**RECORDS SHOWN:**
--------------------------------------------------

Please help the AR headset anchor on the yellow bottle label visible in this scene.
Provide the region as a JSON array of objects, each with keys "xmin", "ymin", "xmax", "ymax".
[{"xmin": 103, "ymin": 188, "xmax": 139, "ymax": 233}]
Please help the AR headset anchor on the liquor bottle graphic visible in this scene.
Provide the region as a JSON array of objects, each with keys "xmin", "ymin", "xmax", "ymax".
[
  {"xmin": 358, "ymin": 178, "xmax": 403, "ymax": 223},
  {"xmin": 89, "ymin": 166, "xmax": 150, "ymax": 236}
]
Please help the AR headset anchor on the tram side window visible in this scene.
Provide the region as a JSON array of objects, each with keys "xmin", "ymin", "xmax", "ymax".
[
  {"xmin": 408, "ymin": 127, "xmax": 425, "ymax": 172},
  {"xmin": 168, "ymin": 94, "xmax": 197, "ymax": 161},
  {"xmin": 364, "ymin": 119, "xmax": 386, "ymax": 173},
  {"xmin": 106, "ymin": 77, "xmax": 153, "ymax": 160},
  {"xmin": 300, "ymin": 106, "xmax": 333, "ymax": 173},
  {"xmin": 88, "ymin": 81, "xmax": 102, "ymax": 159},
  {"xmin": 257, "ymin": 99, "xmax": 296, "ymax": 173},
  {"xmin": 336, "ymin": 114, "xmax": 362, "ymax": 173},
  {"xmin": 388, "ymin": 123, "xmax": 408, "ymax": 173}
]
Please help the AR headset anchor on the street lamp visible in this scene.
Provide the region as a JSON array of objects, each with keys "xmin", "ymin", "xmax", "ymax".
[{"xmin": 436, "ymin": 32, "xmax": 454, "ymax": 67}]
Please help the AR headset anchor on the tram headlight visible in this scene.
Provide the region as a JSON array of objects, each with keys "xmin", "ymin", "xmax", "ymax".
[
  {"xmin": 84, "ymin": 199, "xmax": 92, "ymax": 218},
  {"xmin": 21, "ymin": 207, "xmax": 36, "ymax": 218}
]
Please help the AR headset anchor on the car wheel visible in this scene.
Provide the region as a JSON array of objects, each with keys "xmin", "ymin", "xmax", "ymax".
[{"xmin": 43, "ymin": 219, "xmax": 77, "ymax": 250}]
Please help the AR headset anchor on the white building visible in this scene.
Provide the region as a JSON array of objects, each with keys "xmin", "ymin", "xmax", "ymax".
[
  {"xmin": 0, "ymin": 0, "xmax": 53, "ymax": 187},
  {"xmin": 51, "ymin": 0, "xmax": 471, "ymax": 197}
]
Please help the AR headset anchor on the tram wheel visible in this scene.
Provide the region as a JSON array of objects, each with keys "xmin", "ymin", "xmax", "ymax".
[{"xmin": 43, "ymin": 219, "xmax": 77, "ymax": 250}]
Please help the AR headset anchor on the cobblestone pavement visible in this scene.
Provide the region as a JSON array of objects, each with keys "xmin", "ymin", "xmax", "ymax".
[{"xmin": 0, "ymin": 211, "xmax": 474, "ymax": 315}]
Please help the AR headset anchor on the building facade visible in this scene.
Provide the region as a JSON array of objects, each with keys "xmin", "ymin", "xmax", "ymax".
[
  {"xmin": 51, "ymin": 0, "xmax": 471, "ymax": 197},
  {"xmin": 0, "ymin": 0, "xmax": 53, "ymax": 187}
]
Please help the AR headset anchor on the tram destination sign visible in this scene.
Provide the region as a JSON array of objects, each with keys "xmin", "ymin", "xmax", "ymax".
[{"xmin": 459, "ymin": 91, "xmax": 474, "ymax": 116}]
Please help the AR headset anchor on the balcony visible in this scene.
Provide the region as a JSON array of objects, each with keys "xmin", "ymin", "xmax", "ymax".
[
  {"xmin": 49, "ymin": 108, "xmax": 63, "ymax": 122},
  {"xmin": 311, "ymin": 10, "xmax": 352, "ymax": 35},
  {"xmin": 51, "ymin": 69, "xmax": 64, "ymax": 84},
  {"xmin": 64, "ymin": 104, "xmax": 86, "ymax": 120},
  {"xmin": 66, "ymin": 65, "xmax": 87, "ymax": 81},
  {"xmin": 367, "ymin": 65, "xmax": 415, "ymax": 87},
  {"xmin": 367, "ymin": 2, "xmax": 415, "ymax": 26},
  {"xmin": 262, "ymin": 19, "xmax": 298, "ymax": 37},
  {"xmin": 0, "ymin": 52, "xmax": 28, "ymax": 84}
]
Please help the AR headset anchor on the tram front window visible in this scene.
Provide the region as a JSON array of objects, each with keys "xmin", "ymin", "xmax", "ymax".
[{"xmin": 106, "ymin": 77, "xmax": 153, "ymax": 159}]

--------------------------------------------------

**WHAT THE TASK ASKS:** Please recast the items, starting at the line containing "Please help the AR headset anchor on the tram front" and ending at the last item, as a CSV with two columns named instruction and regions. Give one row per item, with its text under instruction and its answer under regions, each in a single quoted field with line breaks replaced by spaces.

**EXERCISE RESULT:**
instruction,regions
"Please help the AR headset anchor on the tram front window visible in this scene. Provide the region as a JSON array of objects, each with keys ""xmin"", ""ymin"", ""xmax"", ""ymax"".","[{""xmin"": 106, ""ymin"": 77, ""xmax"": 153, ""ymax"": 159}]"